Cette réussite dans ce secteur est l’un des grands points positifs de cette année 2019, et l’une des seules forces qui est dans la continuité de la victoire en Coupe du monde. À ce jeu-là, Varane, Giroud voire Lenglet se sont affirmés comme des cibles privilégiées pour un Griezmann qui est désormais une référence mondiale en la matière.
À l’aube de l’Euro, une attitude en question
Au final, il est difficile de se satisfaire des prestations proposées par les Bleus, qui n’ont pas l’air transcendés plus que ça par leur statut de champions du monde. Ce n’est peut-être pas si mal, et cette attitude est cohérente avec la sérénité manifestée en première ligne par un sélectionneur plus que jamais sûr de ses forces. De toute manière, il peut se passer énormément de choses jusqu’en juin prochain, mais il en faudra beaucoup pour que la France ne soit pas favorite pour remporter un Euro déjà si proche en 2016.
Les Bleus se ficheraient donc de la pression positive liée au sacre suprême ? C’est possible. C’est une réponse qu’on peut également chercher dans la mentalité de ses leaders Lloris, Varane, Pogba ou Griezmann, loin de surjouer quelconque sentiment de supériorité face à l’adversité depuis cette après-midi pluvieuse de Moscou.
L’équipe de France n’incarne pas vraiment la peur face à ses adversaires, et il est peu probable que son chef spirituel fasse le choix de régénérer son groupe lors de la préparation à l’Euro. Est-ce risqué ? Oui sans doute, mais c’est un risque qui sera assumé jusqu’au bout. Et si l’Euro revient en France, il faudra s’incliner une nouvelle fois devant ces immenses champions du monde. D’ici-là, les jeux sont ouverts. Vivement 2020. Enfin, on verra.

..........

[EXERCICES PROPOSÉS]
A. D'après le texte cité, quels joueurs se sont affirmés comme des cibles privilégiées pour Griezmann ?
B. Réécrivez le passage du texte cité commençant par « À l’aube de » et se terminant par « proche en 2016. », en substituant « entraîneur » à « sélectionneur ».

..........

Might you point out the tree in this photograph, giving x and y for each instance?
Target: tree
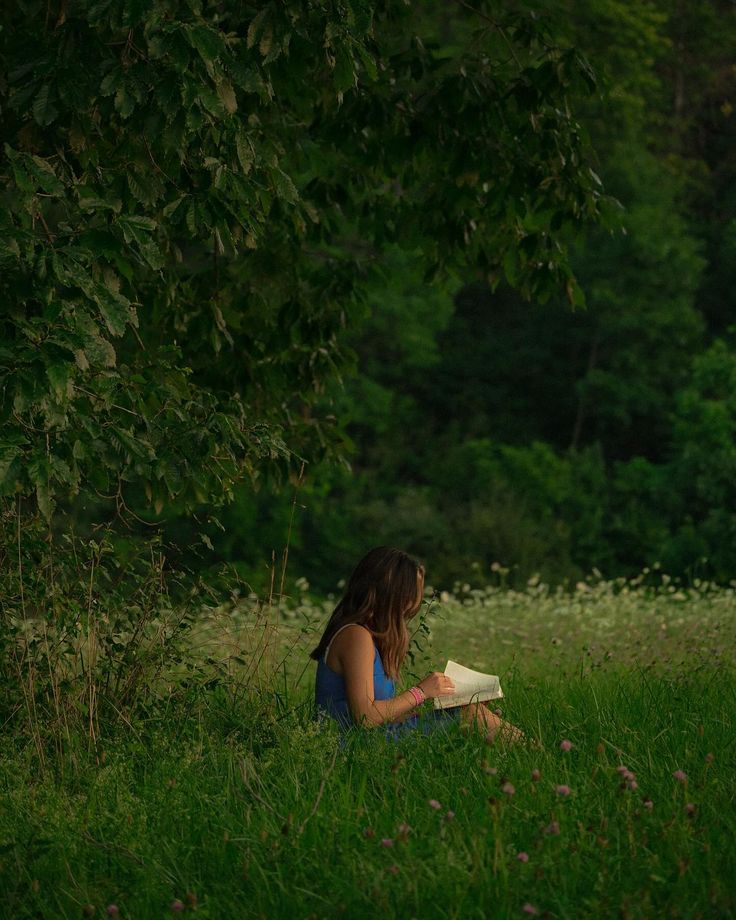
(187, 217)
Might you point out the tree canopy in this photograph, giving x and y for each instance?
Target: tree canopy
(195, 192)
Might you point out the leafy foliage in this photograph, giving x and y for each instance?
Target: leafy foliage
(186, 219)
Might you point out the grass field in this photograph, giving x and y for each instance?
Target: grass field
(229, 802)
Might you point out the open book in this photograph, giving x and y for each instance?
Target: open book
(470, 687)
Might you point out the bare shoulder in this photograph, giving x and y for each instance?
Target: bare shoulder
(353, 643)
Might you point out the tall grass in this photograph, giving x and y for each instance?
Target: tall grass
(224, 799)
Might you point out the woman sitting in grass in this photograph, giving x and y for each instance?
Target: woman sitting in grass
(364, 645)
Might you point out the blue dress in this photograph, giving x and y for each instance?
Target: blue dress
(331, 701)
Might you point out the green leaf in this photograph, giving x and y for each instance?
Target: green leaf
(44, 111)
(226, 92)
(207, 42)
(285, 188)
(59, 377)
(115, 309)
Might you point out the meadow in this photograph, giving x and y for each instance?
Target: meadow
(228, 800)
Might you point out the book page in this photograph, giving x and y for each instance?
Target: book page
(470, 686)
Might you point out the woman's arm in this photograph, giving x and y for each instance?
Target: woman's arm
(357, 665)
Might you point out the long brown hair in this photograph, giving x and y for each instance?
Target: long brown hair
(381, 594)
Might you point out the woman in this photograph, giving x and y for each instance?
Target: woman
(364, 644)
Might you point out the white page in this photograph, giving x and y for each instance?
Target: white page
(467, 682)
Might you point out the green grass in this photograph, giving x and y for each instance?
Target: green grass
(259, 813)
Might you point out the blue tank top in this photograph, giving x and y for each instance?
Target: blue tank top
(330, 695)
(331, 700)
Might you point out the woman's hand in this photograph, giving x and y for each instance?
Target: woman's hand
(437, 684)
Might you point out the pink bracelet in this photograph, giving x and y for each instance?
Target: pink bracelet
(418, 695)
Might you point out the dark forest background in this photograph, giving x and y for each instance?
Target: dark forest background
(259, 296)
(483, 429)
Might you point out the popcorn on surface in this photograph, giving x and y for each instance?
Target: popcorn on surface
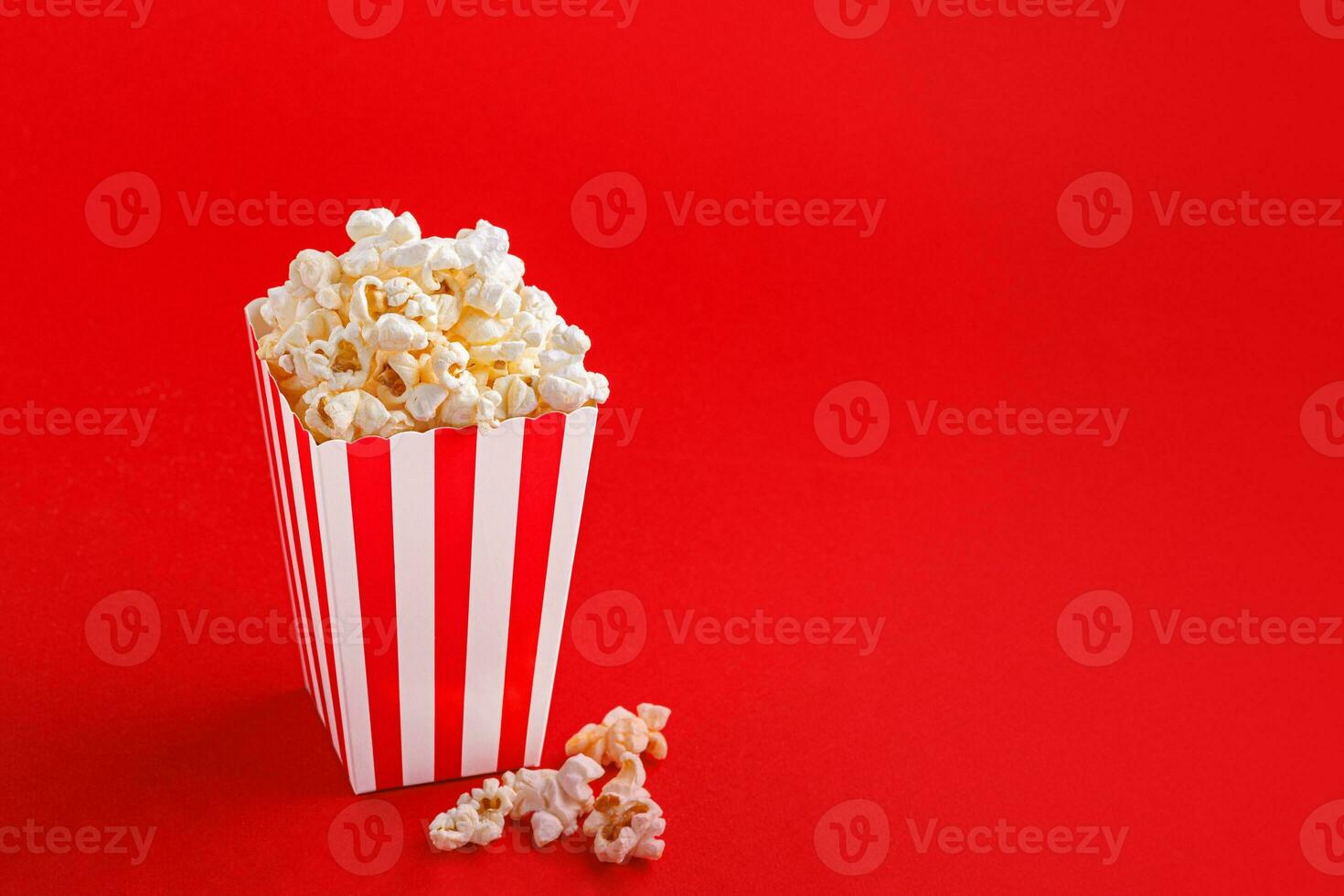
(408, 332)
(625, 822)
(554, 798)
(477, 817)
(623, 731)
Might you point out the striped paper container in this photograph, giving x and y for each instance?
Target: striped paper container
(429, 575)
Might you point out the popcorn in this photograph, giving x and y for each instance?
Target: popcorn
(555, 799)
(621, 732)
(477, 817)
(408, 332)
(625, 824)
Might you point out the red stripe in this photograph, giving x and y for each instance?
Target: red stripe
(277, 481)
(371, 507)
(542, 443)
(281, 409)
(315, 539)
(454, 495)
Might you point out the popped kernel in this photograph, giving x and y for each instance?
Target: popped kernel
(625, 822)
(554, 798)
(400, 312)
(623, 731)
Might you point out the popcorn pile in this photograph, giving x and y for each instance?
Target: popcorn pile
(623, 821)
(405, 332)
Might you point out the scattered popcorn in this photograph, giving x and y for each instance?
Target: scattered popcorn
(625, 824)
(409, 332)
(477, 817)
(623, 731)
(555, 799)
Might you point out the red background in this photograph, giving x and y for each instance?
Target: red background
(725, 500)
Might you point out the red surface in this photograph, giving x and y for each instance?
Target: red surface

..........

[RÉPONSES DANS L'ORDRE]
A. Varane, Giroud, voire Lenglet.

B.
À l’aube de l’Euro, une attitude en question
Au final, il est difficile de se satisfaire des prestations proposées par les Bleus, qui n’ont pas l’air transcendés plus que ça par leur statut de champions du monde. Ce n’est peut-être pas si mal, et cette attitude est cohérente avec la sérénité manifestée en première ligne par un entraîneur plus que jamais sûr de ses forces. De toute manière, il peut se passer énormément de choses jusqu’en juin prochain, mais il en faudra beaucoup pour que la France ne soit pas favorite pour remporter un Euro déjà si proche en 2016.